§ Text to read:

----------------------------------------

As Idaho Falls enters its ninth decade of professional baseball in the Pioneer League, 2021 will be its second year as an independent team—the first coming in 1985 between Major League Baseball affiliations with the Oakland A’s and Atlanta Braves.
A nostalgic perspective stems from my role as a starting pitcher on the ’85 Idaho Falls Eagles, my first season in professional baseball. Local fans were wonderfully cheerful and pleasant, and players enjoyed participating in the Fourth of July Parade, but our ball club did not exactly make the city proud.
We wish this year’s independent Idaho Falls Chukars well, and hope they will be nothing like the ’85 Eagles, who finished with the worst record in the long and storied history of Idaho Falls professional baseball, which began in 1940. The Eagles suffered through three 10-game losing streaks and ended with a 19-49 record, completing the 70-game season two games short because of rainouts that were never made up, including a homemade “wet grounds” cancellation after some players soaked parts of the infield, home plate and pitching mound by letting water run out of a hose.
It was a Sunday, and players got wind of the fact that attendance was low on the Sabbath in a city with a large Mormon population, about 90% at the time. It barely sprinkled early in the morning, but players were tired of losing and wanted a night off. A few took matters into their own hands and team president John McDermott’s face told the story in the clubhouse when he was informed about how the puddles arrived with such light precipitation several hours earlier.
Three years later in the movie Bull Durham, Hollywood and Kevin Costner depicted a band of minor leaguers benefiting from their “rainout” on the silver screen. I was stunned watching it for the first time, thinking that’s almost exactly what happened in Idaho Falls. “You want a rainout? Bet you $100 I can get you a rainout,” Crash Davis (Costner) quips in the 1988 baseball movie classic as the veteran catcher and members of the Durham Bulls turn on water sprinklers and frolic through mud with headfirst slides, triggering a man-made rainout.

----------------------------------------

§ Excerpted records:

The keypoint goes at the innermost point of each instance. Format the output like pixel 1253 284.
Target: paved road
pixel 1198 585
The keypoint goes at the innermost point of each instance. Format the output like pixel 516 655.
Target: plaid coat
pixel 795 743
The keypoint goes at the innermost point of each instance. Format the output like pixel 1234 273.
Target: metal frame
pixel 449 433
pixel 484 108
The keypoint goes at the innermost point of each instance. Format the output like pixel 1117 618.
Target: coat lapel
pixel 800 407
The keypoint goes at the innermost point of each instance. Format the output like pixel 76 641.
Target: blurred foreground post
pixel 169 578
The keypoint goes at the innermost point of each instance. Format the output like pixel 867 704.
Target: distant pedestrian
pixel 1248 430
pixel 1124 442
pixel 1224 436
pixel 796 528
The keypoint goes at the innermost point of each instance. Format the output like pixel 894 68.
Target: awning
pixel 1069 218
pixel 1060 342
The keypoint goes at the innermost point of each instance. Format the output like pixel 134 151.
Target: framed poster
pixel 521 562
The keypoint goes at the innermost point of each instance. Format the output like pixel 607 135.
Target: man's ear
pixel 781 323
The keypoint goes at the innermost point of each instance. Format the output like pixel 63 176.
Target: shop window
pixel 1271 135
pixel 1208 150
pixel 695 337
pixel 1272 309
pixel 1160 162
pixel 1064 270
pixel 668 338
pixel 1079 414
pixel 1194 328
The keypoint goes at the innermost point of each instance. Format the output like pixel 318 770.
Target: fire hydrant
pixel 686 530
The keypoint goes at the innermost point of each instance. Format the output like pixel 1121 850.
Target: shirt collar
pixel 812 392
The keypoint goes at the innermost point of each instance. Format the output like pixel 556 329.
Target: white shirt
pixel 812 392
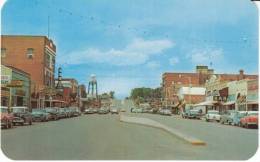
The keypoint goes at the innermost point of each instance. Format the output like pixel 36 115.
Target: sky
pixel 131 43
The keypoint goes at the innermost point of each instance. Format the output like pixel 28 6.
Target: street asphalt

----------------------------------------

§ Exercise tasks:
A – In the Idaho Falls baseball text, what record did the 1985 Eagles finish with?
B – Name every baseball team mentioned in the Idaho Falls baseball text.
C – Reproduce the passage of the Idaho Falls baseball text starting at "We wish this" and ending at "out of a hose.".
The items aren't needed for anything here.

§ Final results:
A – 19-49

B – Oakland A's, Atlanta Braves, Idaho Falls Eagles, Idaho Falls Chukars, Durham Bulls

C –
We wish this year’s independent Idaho Falls Chukars well, and hope they will be nothing like the ’85 Eagles, who finished with the worst record in the long and storied history of Idaho Falls professional baseball, which began in 1940. The Eagles suffered through three 10-game losing streaks and ended with a 19-49 record, completing the 70-game season two games short because of rainouts that were never made up, including a homemade “wet grounds” cancellation after some players soaked parts of the infield, home plate and pitching mound by letting water run out of a hose.